Food Service Chipotle continues to struggle
The restaurant chain, still recovering from last year’s E. coli and norovirus outbreaks, now expects a loss of $1 per share or worse in this year’s first quarter.
Chipotle in the S.E.C. filing also said it had hired James Marsden, Ph.D., as executive director of food safety. Dr. Marsden previously was on the faculty at Kansas State University’s Animal Science and Industry Department as the Regent’s Distinguished Professor of Food Safety and Security. He also served as the associate director of the Biosecurity Research Institute at the university.
The Centers for Disease Control and Prevention (C.D.C.) in 2015 linked food safety outbreaks that affected dozens of people to Chipotle. The C.D.C. on 1 February of this year said the outbreaks appeared to be over, but Chipotle’s sales figures are still ailing. Comparable store sales declined 22% in the first week of March, according to the 15 March S.E.C. filing.
Comparable store sales, however, fell 27% in the second week of March after news broke that Chipotle closed one Boston restaurant. The closing came after some Chipotle workers, but not customers, became sick.
In relation to the first-quarter loss, Denver-based Chipotle expects increased spending in marketing and promotions in the first half of 2016, according to the S.E.C. filing. The chain also expects higher food costs because of additional food safety protocols.
Chipotle said its free burrito offers via mobile and direct mail have been successful so far. Mark Crumpacker, chief creative and development officer, said redemption rates were 67% for the mobile offers. He expects the mail offers to have redemption rates between 20% and 30%.
Mr. Crumpacker also addressed a question about how a cause for the 2015 food safety outbreaks was never found. The restaurant chain worked with the C.D.C., epidemiologists, food safety experts and local health departments, he said.

● **Given information**:
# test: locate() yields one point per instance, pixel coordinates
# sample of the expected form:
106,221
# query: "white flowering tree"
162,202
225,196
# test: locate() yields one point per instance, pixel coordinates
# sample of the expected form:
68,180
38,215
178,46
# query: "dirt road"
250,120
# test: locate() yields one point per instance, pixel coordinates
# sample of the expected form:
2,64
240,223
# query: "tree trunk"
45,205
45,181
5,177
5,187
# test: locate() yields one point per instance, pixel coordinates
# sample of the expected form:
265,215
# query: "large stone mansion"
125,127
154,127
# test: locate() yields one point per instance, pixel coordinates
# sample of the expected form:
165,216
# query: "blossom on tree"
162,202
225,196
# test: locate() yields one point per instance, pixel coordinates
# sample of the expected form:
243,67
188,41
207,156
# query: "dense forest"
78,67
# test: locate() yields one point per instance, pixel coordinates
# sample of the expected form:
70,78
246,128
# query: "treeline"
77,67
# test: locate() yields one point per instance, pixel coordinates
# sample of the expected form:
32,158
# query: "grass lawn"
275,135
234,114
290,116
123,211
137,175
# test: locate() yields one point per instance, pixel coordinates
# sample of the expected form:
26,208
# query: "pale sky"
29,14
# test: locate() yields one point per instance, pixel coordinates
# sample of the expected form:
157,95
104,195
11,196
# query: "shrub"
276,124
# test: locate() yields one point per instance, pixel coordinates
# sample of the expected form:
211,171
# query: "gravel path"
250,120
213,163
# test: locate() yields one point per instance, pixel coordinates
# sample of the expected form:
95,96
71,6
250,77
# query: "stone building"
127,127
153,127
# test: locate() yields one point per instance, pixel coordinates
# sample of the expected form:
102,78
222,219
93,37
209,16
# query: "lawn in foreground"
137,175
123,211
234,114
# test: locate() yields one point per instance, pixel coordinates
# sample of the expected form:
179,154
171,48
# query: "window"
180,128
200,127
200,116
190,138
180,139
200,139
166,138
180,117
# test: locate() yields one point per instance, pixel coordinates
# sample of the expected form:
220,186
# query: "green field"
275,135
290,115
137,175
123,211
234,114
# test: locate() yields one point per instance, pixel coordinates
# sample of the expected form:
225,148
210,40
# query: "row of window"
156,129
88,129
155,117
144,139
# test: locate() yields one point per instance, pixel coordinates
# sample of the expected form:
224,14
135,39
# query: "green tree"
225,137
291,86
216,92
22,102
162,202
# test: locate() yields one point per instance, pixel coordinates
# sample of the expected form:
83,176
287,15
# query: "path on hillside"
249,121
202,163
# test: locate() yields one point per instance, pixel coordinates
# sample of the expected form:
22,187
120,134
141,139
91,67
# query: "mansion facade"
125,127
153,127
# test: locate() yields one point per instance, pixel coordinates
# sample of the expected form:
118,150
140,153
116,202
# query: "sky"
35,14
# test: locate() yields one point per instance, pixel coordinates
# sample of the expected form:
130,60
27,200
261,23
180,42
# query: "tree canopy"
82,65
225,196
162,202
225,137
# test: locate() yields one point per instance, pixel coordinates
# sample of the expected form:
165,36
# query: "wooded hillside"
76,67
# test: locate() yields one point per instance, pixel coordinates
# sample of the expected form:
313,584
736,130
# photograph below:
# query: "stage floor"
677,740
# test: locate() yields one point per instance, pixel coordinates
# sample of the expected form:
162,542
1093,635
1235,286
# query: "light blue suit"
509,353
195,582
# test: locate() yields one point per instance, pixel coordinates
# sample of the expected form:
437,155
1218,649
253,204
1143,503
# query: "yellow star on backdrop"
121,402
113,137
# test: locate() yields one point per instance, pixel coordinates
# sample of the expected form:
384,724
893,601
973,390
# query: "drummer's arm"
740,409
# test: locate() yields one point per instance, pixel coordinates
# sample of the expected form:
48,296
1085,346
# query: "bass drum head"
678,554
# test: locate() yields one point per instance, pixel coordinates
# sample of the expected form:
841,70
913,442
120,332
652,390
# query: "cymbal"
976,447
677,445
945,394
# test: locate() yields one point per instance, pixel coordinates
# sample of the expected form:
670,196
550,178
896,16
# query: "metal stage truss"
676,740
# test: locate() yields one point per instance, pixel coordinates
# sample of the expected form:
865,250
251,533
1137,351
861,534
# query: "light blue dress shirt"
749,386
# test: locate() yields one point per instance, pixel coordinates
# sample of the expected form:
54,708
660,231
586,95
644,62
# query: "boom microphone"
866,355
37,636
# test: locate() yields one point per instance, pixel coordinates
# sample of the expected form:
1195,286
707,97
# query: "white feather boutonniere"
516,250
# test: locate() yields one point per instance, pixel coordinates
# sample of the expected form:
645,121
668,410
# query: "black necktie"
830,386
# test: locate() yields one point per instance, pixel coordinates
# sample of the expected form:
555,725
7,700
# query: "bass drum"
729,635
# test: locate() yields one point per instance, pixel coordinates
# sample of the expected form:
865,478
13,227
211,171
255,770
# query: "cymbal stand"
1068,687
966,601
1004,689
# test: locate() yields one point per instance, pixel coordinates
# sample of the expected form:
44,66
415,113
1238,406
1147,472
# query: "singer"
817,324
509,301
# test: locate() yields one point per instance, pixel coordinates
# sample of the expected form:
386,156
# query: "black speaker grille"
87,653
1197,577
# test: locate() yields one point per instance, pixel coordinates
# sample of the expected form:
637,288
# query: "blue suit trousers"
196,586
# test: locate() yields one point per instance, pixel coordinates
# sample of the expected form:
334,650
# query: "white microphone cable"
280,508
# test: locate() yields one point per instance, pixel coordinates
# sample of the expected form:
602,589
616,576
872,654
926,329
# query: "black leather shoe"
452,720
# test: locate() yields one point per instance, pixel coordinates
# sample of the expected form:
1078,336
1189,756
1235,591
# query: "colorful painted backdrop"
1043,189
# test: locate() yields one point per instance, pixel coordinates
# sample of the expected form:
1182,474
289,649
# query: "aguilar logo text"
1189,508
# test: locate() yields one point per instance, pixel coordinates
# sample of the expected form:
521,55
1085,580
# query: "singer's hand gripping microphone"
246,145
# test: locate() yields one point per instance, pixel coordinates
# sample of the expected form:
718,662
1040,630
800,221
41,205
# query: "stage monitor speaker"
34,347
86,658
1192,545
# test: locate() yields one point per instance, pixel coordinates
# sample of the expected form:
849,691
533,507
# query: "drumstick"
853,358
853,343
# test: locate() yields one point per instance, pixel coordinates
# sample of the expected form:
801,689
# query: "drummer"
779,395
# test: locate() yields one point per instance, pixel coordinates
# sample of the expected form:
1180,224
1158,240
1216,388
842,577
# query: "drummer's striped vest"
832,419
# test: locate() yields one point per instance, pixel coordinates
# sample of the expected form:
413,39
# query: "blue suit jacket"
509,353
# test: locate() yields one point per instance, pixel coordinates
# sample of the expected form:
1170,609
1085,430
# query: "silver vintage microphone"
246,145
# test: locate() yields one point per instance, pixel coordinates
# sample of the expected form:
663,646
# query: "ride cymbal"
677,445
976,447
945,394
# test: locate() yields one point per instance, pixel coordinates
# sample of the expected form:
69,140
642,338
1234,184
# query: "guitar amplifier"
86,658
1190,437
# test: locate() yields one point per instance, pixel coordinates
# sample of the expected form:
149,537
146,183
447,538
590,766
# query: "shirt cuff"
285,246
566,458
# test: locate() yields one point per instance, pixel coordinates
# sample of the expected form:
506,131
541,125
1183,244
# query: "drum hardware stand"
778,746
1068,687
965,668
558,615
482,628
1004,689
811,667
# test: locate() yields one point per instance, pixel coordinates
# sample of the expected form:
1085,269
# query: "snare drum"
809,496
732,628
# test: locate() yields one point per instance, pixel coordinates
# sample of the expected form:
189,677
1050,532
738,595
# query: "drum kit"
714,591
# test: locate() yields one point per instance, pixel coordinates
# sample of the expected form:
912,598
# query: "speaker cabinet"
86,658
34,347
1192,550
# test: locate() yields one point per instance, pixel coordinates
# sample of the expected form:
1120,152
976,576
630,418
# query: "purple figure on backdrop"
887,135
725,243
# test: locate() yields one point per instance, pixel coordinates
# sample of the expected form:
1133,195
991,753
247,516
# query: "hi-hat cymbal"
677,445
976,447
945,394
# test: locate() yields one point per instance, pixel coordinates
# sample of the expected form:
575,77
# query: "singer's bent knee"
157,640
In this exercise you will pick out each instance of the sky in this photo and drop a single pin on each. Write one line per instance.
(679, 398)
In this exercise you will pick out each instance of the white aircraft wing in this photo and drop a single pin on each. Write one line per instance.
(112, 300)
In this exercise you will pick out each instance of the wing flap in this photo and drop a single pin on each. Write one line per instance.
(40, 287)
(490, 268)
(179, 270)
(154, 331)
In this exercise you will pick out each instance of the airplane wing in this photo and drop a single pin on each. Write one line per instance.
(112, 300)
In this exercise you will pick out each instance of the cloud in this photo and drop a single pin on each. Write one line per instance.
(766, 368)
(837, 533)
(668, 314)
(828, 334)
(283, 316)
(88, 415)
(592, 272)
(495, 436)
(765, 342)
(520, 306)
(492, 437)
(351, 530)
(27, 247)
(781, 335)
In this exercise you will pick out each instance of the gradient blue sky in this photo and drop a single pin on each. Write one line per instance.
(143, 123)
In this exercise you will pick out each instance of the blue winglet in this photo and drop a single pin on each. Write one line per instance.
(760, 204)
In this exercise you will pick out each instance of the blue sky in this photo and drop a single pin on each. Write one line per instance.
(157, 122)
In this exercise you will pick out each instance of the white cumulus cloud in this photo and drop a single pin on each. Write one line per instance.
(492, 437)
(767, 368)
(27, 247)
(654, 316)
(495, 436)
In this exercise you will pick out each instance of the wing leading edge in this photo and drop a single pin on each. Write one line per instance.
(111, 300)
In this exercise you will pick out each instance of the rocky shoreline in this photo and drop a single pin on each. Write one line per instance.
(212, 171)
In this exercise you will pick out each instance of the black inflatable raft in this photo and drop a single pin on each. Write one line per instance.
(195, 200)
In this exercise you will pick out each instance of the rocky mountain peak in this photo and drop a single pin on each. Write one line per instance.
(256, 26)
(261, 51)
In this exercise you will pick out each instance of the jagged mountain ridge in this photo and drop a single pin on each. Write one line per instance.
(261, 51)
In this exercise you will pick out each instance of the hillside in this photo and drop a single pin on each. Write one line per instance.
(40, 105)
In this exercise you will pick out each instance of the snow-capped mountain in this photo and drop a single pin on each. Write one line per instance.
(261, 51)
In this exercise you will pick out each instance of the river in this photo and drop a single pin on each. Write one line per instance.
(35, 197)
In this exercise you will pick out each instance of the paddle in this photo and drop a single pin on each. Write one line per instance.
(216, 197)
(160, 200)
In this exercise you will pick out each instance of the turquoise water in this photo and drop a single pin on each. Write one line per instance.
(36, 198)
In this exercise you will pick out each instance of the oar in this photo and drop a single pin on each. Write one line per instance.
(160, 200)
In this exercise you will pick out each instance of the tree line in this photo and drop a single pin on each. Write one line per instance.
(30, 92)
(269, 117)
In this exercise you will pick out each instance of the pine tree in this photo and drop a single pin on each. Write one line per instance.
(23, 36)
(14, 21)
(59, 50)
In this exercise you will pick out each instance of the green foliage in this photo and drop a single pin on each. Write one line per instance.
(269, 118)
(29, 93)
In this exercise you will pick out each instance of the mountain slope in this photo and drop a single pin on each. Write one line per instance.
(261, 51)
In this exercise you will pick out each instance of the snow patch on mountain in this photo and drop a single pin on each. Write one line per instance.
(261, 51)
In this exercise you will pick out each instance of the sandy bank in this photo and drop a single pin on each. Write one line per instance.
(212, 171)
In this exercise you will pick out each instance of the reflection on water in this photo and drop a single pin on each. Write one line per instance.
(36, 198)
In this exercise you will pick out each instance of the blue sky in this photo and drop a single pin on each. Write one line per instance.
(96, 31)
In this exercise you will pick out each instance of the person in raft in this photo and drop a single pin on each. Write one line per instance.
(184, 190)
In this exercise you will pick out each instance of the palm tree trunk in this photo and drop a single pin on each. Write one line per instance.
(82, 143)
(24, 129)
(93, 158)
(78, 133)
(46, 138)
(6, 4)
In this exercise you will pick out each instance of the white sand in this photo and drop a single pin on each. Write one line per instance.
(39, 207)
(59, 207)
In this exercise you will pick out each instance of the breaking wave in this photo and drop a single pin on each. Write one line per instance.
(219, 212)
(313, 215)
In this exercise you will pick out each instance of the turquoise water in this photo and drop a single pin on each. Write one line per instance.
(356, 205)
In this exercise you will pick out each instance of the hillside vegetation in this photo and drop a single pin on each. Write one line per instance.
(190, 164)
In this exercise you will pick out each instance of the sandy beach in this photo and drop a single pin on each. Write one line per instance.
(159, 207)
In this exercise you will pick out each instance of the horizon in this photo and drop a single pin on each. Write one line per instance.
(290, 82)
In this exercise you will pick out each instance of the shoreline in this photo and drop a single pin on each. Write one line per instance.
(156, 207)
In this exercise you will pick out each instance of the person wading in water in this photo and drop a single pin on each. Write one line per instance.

● **Prompt**:
From the article on Chipotle's struggles, write out word for word the passage that opens with "Comparable store sales, however, fell" and closes with "food safety protocols.".

● **Solved exercise**:
Comparable store sales, however, fell 27% in the second week of March after news broke that Chipotle closed one Boston restaurant. The closing came after some Chipotle workers, but not customers, became sick.
In relation to the first-quarter loss, Denver-based Chipotle expects increased spending in marketing and promotions in the first half of 2016, according to the S.E.C. filing. The chain also expects higher food costs because of additional food safety protocols.